Goal of the exercise
Reproduce the entries from the start through the line containing "point(538, 25)", requests included, adding 116 to every x and y coordinate in the answers. Omit the pictures from your reply.

Given records

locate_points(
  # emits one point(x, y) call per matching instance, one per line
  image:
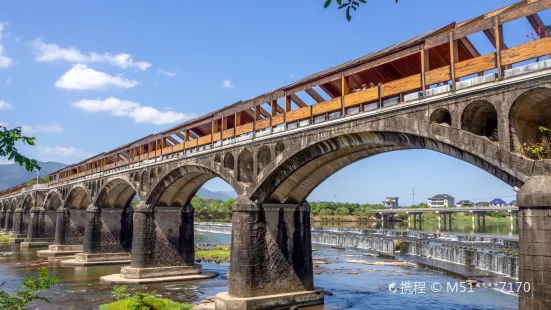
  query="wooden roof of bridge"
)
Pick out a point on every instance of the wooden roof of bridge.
point(394, 62)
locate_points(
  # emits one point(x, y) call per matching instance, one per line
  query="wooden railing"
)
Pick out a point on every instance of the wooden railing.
point(530, 50)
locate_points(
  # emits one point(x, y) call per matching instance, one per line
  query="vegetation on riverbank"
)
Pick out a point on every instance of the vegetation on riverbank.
point(217, 254)
point(141, 301)
point(5, 238)
point(30, 289)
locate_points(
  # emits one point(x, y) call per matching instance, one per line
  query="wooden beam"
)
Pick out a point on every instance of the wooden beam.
point(315, 95)
point(298, 101)
point(453, 58)
point(424, 68)
point(498, 34)
point(287, 103)
point(538, 25)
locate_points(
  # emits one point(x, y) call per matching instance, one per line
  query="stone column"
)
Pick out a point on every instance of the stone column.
point(61, 222)
point(270, 256)
point(186, 246)
point(33, 229)
point(143, 244)
point(8, 224)
point(534, 200)
point(2, 219)
point(17, 221)
point(92, 230)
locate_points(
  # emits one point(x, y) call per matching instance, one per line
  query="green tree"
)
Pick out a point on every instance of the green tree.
point(30, 289)
point(8, 140)
point(348, 5)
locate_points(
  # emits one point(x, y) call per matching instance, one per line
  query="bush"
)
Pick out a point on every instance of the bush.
point(30, 289)
point(141, 301)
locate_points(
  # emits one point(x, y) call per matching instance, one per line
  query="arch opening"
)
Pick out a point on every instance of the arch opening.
point(303, 171)
point(279, 148)
point(441, 116)
point(263, 158)
point(229, 161)
point(530, 121)
point(480, 118)
point(245, 164)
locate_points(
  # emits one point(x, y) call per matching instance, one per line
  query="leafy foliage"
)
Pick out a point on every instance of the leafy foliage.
point(8, 139)
point(540, 149)
point(347, 5)
point(29, 291)
point(141, 301)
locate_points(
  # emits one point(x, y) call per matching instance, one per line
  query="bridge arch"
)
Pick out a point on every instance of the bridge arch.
point(291, 178)
point(480, 118)
point(78, 198)
point(117, 193)
point(528, 112)
point(245, 164)
point(52, 201)
point(441, 116)
point(279, 148)
point(229, 161)
point(263, 158)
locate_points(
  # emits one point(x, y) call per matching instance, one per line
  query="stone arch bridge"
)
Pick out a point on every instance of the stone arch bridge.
point(431, 92)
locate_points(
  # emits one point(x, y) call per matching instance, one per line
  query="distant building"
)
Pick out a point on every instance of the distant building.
point(441, 201)
point(464, 203)
point(391, 203)
point(497, 202)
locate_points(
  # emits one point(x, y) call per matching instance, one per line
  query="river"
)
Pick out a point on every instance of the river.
point(497, 229)
point(353, 286)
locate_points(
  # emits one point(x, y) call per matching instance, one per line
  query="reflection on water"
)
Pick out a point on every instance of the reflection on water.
point(353, 285)
point(499, 229)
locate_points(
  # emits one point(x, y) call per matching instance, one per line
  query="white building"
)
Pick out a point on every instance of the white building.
point(464, 203)
point(391, 203)
point(441, 201)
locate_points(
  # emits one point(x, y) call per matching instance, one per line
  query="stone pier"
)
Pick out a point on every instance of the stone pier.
point(68, 235)
point(271, 258)
point(161, 253)
point(534, 200)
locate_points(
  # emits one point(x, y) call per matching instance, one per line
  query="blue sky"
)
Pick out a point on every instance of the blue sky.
point(156, 64)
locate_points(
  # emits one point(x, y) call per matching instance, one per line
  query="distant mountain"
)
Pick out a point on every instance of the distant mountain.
point(13, 174)
point(219, 195)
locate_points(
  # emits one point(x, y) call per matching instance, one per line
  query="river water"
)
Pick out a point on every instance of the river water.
point(497, 229)
point(353, 286)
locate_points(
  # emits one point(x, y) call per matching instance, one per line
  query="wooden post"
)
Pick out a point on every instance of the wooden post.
point(345, 91)
point(453, 58)
point(424, 69)
point(499, 45)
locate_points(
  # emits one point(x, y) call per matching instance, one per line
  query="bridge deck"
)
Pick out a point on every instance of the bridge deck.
point(439, 62)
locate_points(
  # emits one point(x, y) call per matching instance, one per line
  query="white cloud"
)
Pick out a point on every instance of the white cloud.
point(134, 110)
point(227, 84)
point(81, 77)
point(4, 105)
point(5, 161)
point(42, 128)
point(5, 61)
point(167, 73)
point(62, 151)
point(47, 52)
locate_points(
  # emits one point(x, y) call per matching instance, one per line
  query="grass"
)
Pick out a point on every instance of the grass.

Solution to this exercise
locate_points(
  # emits one point(x, y) call per matching instance, one per line
  image:
  query="wooden roof of bridge"
)
Pick out a point on every instance of the wooden roof of bridge.
point(510, 178)
locate_points(
  # emits one point(x, y) call per matching instance, one per line
  query="wooden railing"
)
Pick out a point on every instance of the wooden railing.
point(646, 166)
locate_points(
  # emits one point(x, y) call per matching instance, one per line
  query="vegetation on riverbank"
)
Pick out a point on every instance of the vegetation on riverbank.
point(333, 370)
point(257, 417)
point(121, 354)
point(146, 405)
locate_points(
  # emits one point(x, y) call per matching instance, one per line
  query="wooden beam"
)
Pick out a point on every instance of the wooden beam.
point(431, 211)
point(414, 217)
point(569, 174)
point(540, 184)
point(614, 150)
point(403, 219)
point(654, 141)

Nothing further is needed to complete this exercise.